• [Fragmento del texto]:
○ ○ ○ ○ ○ ○ ○
De hecho, y esto es algo en lo que hay que insistir con fuerza, al-Andalus cuenta con un corpus de fuentes casi inigualable en cualquier otra sociedad alto y pleno medieval del Mediterráneo. A las ya mencionadas crónicas propiamente históricas se le añaden otros muchos tipos de textos, capaces de ofrecer datos siempre interesantes si se los sabe interrogar adecuadamente. Contamos así con descripciones geográficas, algunas de ellas muy detalladas, que no tienen parangón en buena parte del medievo occidental, y que describen jerarquías espaciales, rutas e itinerarios. Tenemos también los llamados “diccionarios biográficos”, durante mucho tiempo absurdamente despreciados por quienes los consideraban “listines telefónicos”, pero a los que proyectos como la Prosopografía de los ulemas de al-Andalus, la Historia de los Autores y Transmisores Andalusíes o la Biblioteca de al-Andalus están dando el enorme valor que merecen para conocer elementos asociados a la transmisión social del conocimiento y al medio en que ésta se produce. Igualmente son muy abundantes los textos que, aunque parecen no estar conectados directamente con la historia, ofrecen datos muy importantes, pues recogen tratados de agricultura, obras sobre médicos y medicina, manuales de astrología, así como obras de adab en las que poesías y las prosas no sólo retratan tópicos literarios, sino que hacen referencias a múltiples aspectos de la sociedad que rodeaba a sus autores.

Una de las deficiencias más frecuentes que se achaca al conjunto de las fuentes árabes andalusíes es la ausencia de una documentación de archivo, que se supone que ilumina con diáfana claridad las sociedades que la producen. Tal afirmación no sólo es sesgada, sino que también es errónea: por un lado, no existen archivos propiamente dichos en muchas sociedades cristianas hasta épocas relativamente tardías, y por el otro la documentación que ha llegado hasta nuestros días suele ser generalmente eclesiástica y consiste en conjuntos más o menos coherentes de documentos que recogen diversos actos jurídicos, pero que no siempre expresan la sociedad en los que se generan con la claridad que sería deseable, como muy saben los esforzados medievalistas, que tienen que lidiar con unos corpora documentales muy dispersos y, a veces, deslavazados.
○ ○ ○ ○ ○ ○ ○
• [Registros proporcionados]:
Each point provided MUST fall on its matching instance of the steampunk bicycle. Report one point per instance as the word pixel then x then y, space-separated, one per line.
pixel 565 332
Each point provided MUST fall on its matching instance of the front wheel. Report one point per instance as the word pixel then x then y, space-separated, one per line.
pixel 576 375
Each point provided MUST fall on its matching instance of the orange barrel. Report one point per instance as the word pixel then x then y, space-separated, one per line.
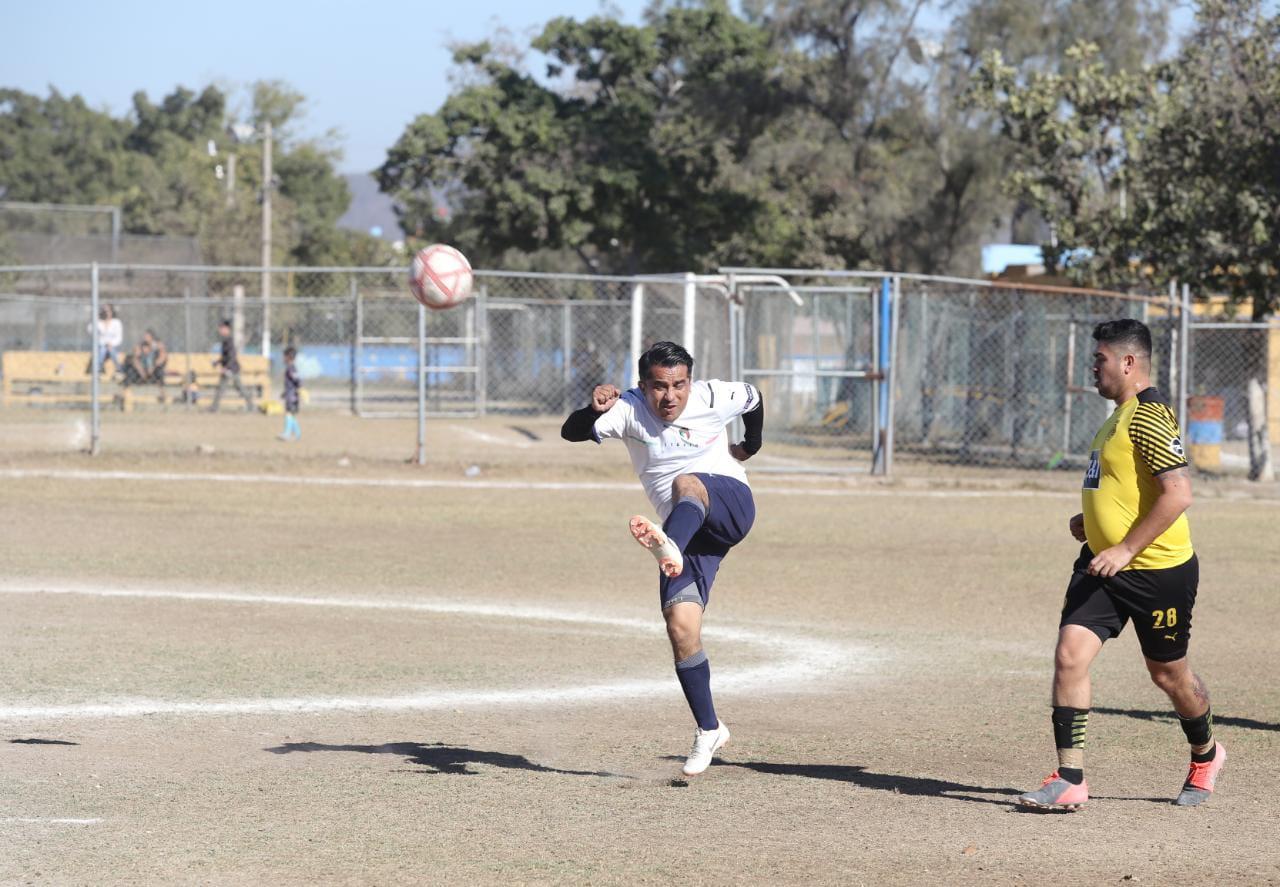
○ ○ ○ ○ ○ ○ ○
• [Descripción del problema]: Convierte en una lista más breve el párrafo del fragmento sobre las fuentes de al-Andalus que empieza «De hecho, y esto es algo», sin perder sus datos principales.

• [Respuesta]:
- Al-Andalus tiene un corpus de fuentes casi inigualable en cualquier otra sociedad alto y pleno medieval del Mediterráneo.
- Además de las crónicas históricas, hay muchos otros tipos de textos que aportan datos si se los interroga adecuadamente:
  - Descripciones geográficas, algunas muy detalladas y sin parangón en buena parte del medievo occidental, que describen jerarquías espaciales, rutas e itinerarios.
  - Diccionarios biográficos, antes despreciados como «listines telefónicos». Hoy los valoran proyectos como la Prosopografía de los ulemas de al-Andalus, la Historia de los Autores y Transmisores Andalusíes y la Biblioteca de al-Andalus. Sirven para conocer la transmisión social del conocimiento y el medio en que se produce.
  - Textos en apariencia ajenos a la historia pero con datos muy importantes: tratados de agricultura, obras sobre médicos y medicina y manuales de astrología.
  - Obras de adab, cuyas poesías y prosas retratan tópicos literarios y también aluden a múltiples aspectos de la sociedad de sus autores.